§ Provided records:
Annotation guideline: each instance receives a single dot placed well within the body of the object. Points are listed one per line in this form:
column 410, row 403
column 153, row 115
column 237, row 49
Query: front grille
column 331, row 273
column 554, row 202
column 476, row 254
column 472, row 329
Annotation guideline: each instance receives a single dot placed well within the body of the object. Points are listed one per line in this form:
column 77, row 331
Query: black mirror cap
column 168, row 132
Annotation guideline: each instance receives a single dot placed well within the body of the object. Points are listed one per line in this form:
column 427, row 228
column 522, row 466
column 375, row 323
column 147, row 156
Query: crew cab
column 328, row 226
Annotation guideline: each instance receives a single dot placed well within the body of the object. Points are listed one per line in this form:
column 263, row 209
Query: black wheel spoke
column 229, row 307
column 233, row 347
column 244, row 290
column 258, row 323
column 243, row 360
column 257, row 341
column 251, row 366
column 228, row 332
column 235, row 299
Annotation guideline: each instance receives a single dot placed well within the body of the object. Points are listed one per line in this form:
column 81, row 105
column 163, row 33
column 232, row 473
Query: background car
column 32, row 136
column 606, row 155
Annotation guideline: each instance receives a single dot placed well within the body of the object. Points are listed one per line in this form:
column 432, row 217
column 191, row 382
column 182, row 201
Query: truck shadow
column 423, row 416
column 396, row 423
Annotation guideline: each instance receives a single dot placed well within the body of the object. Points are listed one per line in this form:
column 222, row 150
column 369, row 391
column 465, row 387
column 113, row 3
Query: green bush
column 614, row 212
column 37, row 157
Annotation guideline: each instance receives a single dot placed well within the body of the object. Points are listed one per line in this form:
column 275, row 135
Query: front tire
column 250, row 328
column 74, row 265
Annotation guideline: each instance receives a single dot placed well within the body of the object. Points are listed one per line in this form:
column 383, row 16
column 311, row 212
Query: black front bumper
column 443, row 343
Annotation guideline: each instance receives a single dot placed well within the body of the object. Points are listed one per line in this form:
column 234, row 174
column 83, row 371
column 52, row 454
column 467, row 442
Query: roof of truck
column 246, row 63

§ Task prompt: Reproduce every record, matching each line exactly.

§ Output:
Annotation guideline: each instance receives a single dot placed well within the body of the object. Points are listed one per line in this form:
column 410, row 403
column 153, row 115
column 237, row 49
Query: front grille
column 331, row 273
column 554, row 202
column 476, row 254
column 472, row 329
Annotation guideline: each instance receives a single dot placed well within the body of the object. Points are listed one per line in this form:
column 77, row 331
Query: black mirror cap
column 168, row 132
Annotation guideline: each instance receives a single dot placed well within the body of the object. Points are listed one per line in this form:
column 427, row 228
column 522, row 466
column 375, row 323
column 147, row 156
Query: crew cab
column 328, row 226
Annotation guideline: each instance receives a single dot placed well within the body of the object. Points are listed one per line in this form:
column 263, row 209
Query: black wheel spoke
column 229, row 307
column 233, row 347
column 244, row 290
column 258, row 323
column 243, row 360
column 257, row 341
column 251, row 366
column 228, row 332
column 235, row 299
Annotation guideline: each instance receives a single dot placed well within the body of the object. Points are listed one per line in this form:
column 81, row 105
column 163, row 33
column 232, row 473
Query: background car
column 32, row 136
column 606, row 155
Annotation guideline: each instance receives a single dot placed well within the body of the object. Points are listed one per line in this form:
column 432, row 217
column 191, row 382
column 182, row 201
Query: truck shadow
column 423, row 416
column 396, row 423
Annotation guideline: each instance receives a single dot placed well within the body of the object. Points are listed one per line in this form:
column 222, row 150
column 369, row 391
column 465, row 387
column 113, row 3
Query: green bush
column 614, row 212
column 37, row 157
Annotation guideline: each instance receives a single dot placed well within the body of the object. Points are listed one per line in this form:
column 275, row 135
Query: front tire
column 250, row 328
column 74, row 265
Annotation guideline: each instance receives a single dot placed well within the body of the object. Points are listed one per line in this form:
column 383, row 16
column 311, row 212
Query: black front bumper
column 443, row 343
Annotation guideline: each instance receives a single dot placed well within the body of the object. Points are listed one per line in this form:
column 234, row 174
column 83, row 371
column 52, row 454
column 467, row 442
Query: roof of truck
column 246, row 63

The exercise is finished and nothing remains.